Picture annotation records:
+ + + +
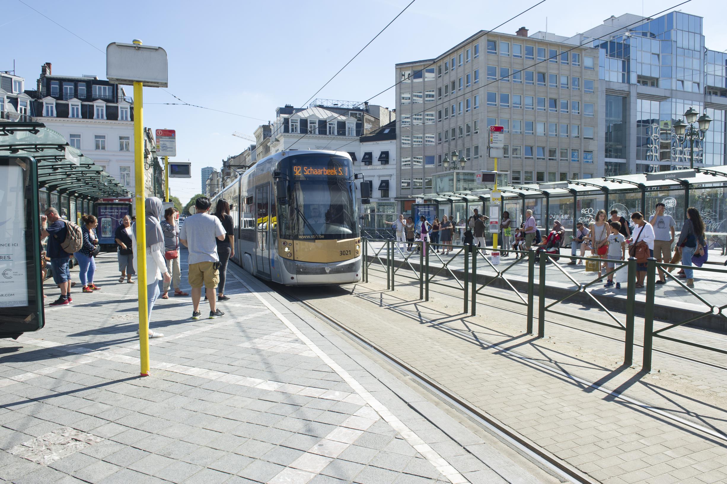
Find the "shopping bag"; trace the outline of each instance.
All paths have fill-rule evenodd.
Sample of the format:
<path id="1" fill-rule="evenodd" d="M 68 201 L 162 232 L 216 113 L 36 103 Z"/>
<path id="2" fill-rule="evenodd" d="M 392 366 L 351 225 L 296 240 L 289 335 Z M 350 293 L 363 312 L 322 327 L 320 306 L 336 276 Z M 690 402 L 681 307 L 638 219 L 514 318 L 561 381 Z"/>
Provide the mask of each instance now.
<path id="1" fill-rule="evenodd" d="M 587 260 L 586 261 L 586 272 L 587 273 L 598 273 L 600 271 L 598 266 L 601 265 L 600 261 L 598 260 Z"/>

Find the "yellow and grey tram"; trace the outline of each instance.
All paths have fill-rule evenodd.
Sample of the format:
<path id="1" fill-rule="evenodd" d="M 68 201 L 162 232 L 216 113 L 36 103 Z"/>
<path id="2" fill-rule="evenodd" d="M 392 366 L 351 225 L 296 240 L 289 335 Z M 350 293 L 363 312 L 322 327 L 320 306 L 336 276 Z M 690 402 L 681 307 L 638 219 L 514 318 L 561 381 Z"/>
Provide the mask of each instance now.
<path id="1" fill-rule="evenodd" d="M 253 165 L 213 199 L 230 203 L 233 260 L 282 284 L 361 279 L 356 185 L 346 153 L 292 150 Z"/>

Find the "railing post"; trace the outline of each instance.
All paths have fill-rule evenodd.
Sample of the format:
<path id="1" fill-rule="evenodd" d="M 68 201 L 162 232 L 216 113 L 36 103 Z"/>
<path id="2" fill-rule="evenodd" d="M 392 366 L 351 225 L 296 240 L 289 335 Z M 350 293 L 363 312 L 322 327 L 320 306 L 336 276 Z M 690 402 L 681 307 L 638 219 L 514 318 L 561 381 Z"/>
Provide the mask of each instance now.
<path id="1" fill-rule="evenodd" d="M 629 257 L 626 276 L 626 336 L 624 364 L 630 366 L 634 359 L 634 302 L 636 300 L 636 259 Z M 622 269 L 623 270 L 623 269 Z"/>
<path id="2" fill-rule="evenodd" d="M 535 310 L 535 252 L 528 251 L 528 334 L 533 334 L 533 312 Z"/>
<path id="3" fill-rule="evenodd" d="M 547 256 L 545 252 L 540 254 L 540 274 L 538 277 L 539 284 L 538 291 L 538 337 L 545 336 L 545 263 Z"/>
<path id="4" fill-rule="evenodd" d="M 465 291 L 462 299 L 465 299 L 465 307 L 462 312 L 467 314 L 470 310 L 470 259 L 467 251 L 467 246 L 462 249 L 462 254 L 465 256 Z"/>
<path id="5" fill-rule="evenodd" d="M 646 261 L 646 304 L 643 309 L 643 364 L 641 370 L 651 371 L 651 348 L 654 346 L 654 291 L 656 286 L 656 259 Z"/>
<path id="6" fill-rule="evenodd" d="M 419 243 L 419 299 L 424 299 L 424 242 Z"/>
<path id="7" fill-rule="evenodd" d="M 477 254 L 480 251 L 477 249 L 477 246 L 473 245 L 472 247 L 472 284 L 470 291 L 472 291 L 472 315 L 474 316 L 477 314 Z"/>

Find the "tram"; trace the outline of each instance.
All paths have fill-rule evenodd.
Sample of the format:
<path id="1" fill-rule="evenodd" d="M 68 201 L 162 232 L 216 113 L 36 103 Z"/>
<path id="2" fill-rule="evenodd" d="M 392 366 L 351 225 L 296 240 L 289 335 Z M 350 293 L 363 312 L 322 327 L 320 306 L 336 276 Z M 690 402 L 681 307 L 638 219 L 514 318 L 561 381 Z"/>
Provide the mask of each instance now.
<path id="1" fill-rule="evenodd" d="M 361 280 L 361 239 L 350 156 L 291 150 L 253 165 L 212 199 L 230 203 L 233 262 L 289 286 Z"/>

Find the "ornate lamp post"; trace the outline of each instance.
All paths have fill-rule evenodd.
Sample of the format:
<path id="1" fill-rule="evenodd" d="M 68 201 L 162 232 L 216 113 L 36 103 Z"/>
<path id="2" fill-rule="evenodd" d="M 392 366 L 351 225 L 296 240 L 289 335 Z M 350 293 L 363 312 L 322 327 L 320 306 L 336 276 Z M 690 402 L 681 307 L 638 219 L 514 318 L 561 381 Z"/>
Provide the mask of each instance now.
<path id="1" fill-rule="evenodd" d="M 699 116 L 699 119 L 696 118 L 698 114 L 696 110 L 690 108 L 684 113 L 686 123 L 679 119 L 672 126 L 680 147 L 685 148 L 686 142 L 689 142 L 689 168 L 692 169 L 694 168 L 694 140 L 702 141 L 704 139 L 707 130 L 710 129 L 710 123 L 712 122 L 712 118 L 707 116 L 707 113 Z M 696 126 L 694 126 L 695 121 Z"/>

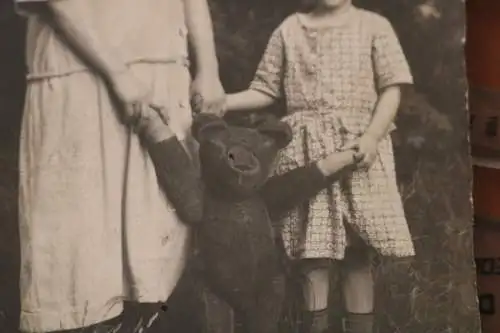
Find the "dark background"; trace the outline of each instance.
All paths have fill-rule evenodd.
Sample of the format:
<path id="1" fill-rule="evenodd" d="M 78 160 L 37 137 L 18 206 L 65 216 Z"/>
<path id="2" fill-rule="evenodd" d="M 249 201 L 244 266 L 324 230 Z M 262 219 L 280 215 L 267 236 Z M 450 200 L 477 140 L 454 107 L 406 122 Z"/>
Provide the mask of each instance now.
+ + + +
Copy these lines word for word, leaving out the pictures.

Full answer:
Find the "shopping bag"; trace the outline of each instance.
All paths have fill-rule evenodd.
Sample of the format:
<path id="1" fill-rule="evenodd" d="M 68 201 L 162 232 L 216 113 L 36 103 Z"/>
<path id="2" fill-rule="evenodd" d="M 392 366 L 351 225 L 296 240 L 289 335 Z M 350 293 L 363 312 L 322 327 L 320 306 L 336 276 Z M 690 402 L 681 307 L 638 219 L 514 318 L 561 381 Z"/>
Provide the mask of each instance now.
<path id="1" fill-rule="evenodd" d="M 587 260 L 586 261 L 586 272 L 587 273 L 598 273 L 600 271 L 598 266 L 601 265 L 600 261 L 598 260 Z"/>

Find the "yellow and grey tram"; trace the outline of each instance.
All paths have fill-rule evenodd.
Sample of the format:
<path id="1" fill-rule="evenodd" d="M 68 201 L 162 232 L 216 113 L 36 103 Z"/>
<path id="2" fill-rule="evenodd" d="M 392 366 L 351 225 L 296 240 L 289 335 Z M 350 293 L 363 312 L 322 327 L 320 306 L 336 276 Z M 690 402 L 681 307 L 638 219 L 514 318 L 561 381 Z"/>
Provide the mask of each instance now.
<path id="1" fill-rule="evenodd" d="M 253 165 L 213 199 L 230 203 L 233 260 L 282 284 L 361 279 L 356 185 L 346 153 L 292 150 Z"/>

Find the "railing post"; trace the outline of each instance.
All paths have fill-rule evenodd.
Sample of the format:
<path id="1" fill-rule="evenodd" d="M 68 201 L 162 232 L 216 113 L 36 103 Z"/>
<path id="2" fill-rule="evenodd" d="M 392 366 L 351 225 L 296 240 L 289 335 Z M 350 293 L 363 312 L 322 327 L 320 306 L 336 276 Z M 690 402 L 681 307 L 638 219 L 514 318 L 561 381 Z"/>
Provide the mask of each instance now.
<path id="1" fill-rule="evenodd" d="M 629 257 L 626 276 L 626 336 L 624 364 L 630 366 L 634 359 L 634 302 L 636 300 L 636 259 Z M 622 269 L 623 270 L 623 269 Z"/>
<path id="2" fill-rule="evenodd" d="M 535 310 L 535 252 L 528 251 L 528 334 L 533 334 L 533 312 Z"/>
<path id="3" fill-rule="evenodd" d="M 547 256 L 545 252 L 540 254 L 540 274 L 538 277 L 539 284 L 538 291 L 538 337 L 545 336 L 545 263 Z"/>
<path id="4" fill-rule="evenodd" d="M 465 291 L 462 299 L 465 299 L 465 307 L 462 312 L 467 314 L 470 310 L 470 259 L 467 251 L 467 246 L 462 249 L 462 254 L 465 256 Z"/>
<path id="5" fill-rule="evenodd" d="M 646 261 L 646 304 L 643 309 L 643 364 L 641 370 L 651 371 L 651 348 L 654 346 L 654 291 L 656 286 L 656 259 Z"/>
<path id="6" fill-rule="evenodd" d="M 419 243 L 419 299 L 424 299 L 424 242 Z"/>
<path id="7" fill-rule="evenodd" d="M 477 254 L 480 251 L 477 249 L 477 246 L 473 245 L 472 247 L 472 284 L 470 291 L 472 291 L 472 315 L 474 316 L 477 314 Z"/>

Find the "tram"; trace the outline of each instance.
All paths have fill-rule evenodd.
Sample of the format:
<path id="1" fill-rule="evenodd" d="M 68 201 L 162 232 L 216 113 L 36 103 Z"/>
<path id="2" fill-rule="evenodd" d="M 392 366 L 351 225 L 296 240 L 289 335 Z M 350 293 L 363 312 L 322 327 L 320 306 L 336 276 Z M 690 402 L 681 307 L 638 219 L 514 318 L 561 381 Z"/>
Provide the mask of each instance now.
<path id="1" fill-rule="evenodd" d="M 361 280 L 361 239 L 350 156 L 291 150 L 253 165 L 212 199 L 230 203 L 233 262 L 289 286 Z"/>

Find the "ornate lamp post"; trace the outline of each instance.
All paths have fill-rule evenodd.
Sample of the format:
<path id="1" fill-rule="evenodd" d="M 68 201 L 162 232 L 216 113 L 36 103 Z"/>
<path id="2" fill-rule="evenodd" d="M 392 366 L 351 225 L 296 240 L 289 335 Z M 350 293 L 363 312 L 322 327 L 320 306 L 336 276 Z M 690 402 L 681 307 L 638 219 L 514 318 L 561 381 Z"/>
Provide the mask of each instance now.
<path id="1" fill-rule="evenodd" d="M 699 116 L 699 119 L 696 118 L 698 114 L 696 110 L 690 108 L 684 113 L 686 123 L 679 119 L 672 126 L 680 147 L 685 148 L 686 142 L 689 142 L 689 168 L 692 169 L 694 168 L 694 140 L 702 141 L 704 139 L 707 130 L 710 129 L 710 123 L 712 122 L 712 118 L 707 116 L 707 113 Z M 696 126 L 694 126 L 695 121 Z"/>

Find the "dark background"; trace the outline of each instance.
All paths have fill-rule evenodd.
Sample of the format:
<path id="1" fill-rule="evenodd" d="M 78 160 L 37 137 L 18 206 L 65 216 Z"/>
<path id="2" fill-rule="evenodd" d="M 249 201 L 244 266 L 324 230 Z M 262 219 L 280 215 L 267 236 Z M 450 200 L 477 140 L 454 107 L 406 122 Z"/>
Provide the mask of each instance now.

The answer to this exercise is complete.